Rewrite every line of the items below as one numbered list, omitting any blank lines.

> _Records provided_
++++++++++++++++++++
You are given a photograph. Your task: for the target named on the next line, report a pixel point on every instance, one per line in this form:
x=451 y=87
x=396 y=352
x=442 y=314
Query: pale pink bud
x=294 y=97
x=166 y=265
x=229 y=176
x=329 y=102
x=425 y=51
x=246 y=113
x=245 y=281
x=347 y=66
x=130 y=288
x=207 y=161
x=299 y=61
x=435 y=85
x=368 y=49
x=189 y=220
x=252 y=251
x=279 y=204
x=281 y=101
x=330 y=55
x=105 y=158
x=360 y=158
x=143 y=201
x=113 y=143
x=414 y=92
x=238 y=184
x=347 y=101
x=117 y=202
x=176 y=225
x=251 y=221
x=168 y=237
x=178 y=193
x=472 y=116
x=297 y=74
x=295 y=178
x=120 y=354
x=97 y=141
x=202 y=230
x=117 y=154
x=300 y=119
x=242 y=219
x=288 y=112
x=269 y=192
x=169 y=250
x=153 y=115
++++++++++++++++++++
> _Result of the task_
1. You are given a photograph. Your task: for the target named on the next line, report a pixel point on every instance, one per line in this form:
2. x=451 y=87
3. x=396 y=352
4. x=442 y=314
5. Query: pale pink bud
6. x=294 y=97
7. x=166 y=265
8. x=229 y=176
9. x=329 y=102
10. x=425 y=51
11. x=246 y=113
12. x=245 y=281
13. x=347 y=66
14. x=130 y=288
15. x=207 y=161
16. x=299 y=61
17. x=435 y=85
18. x=368 y=49
19. x=189 y=220
20. x=252 y=251
21. x=279 y=204
22. x=281 y=101
23. x=330 y=55
24. x=105 y=158
25. x=360 y=158
26. x=143 y=201
27. x=113 y=143
28. x=414 y=92
29. x=238 y=184
30. x=347 y=101
31. x=117 y=202
32. x=176 y=225
33. x=251 y=221
34. x=168 y=237
35. x=178 y=193
36. x=472 y=116
37. x=297 y=74
38. x=295 y=178
39. x=120 y=354
40. x=97 y=141
41. x=202 y=230
42. x=117 y=154
43. x=300 y=119
44. x=242 y=219
45. x=288 y=112
46. x=269 y=192
47. x=169 y=250
48. x=153 y=115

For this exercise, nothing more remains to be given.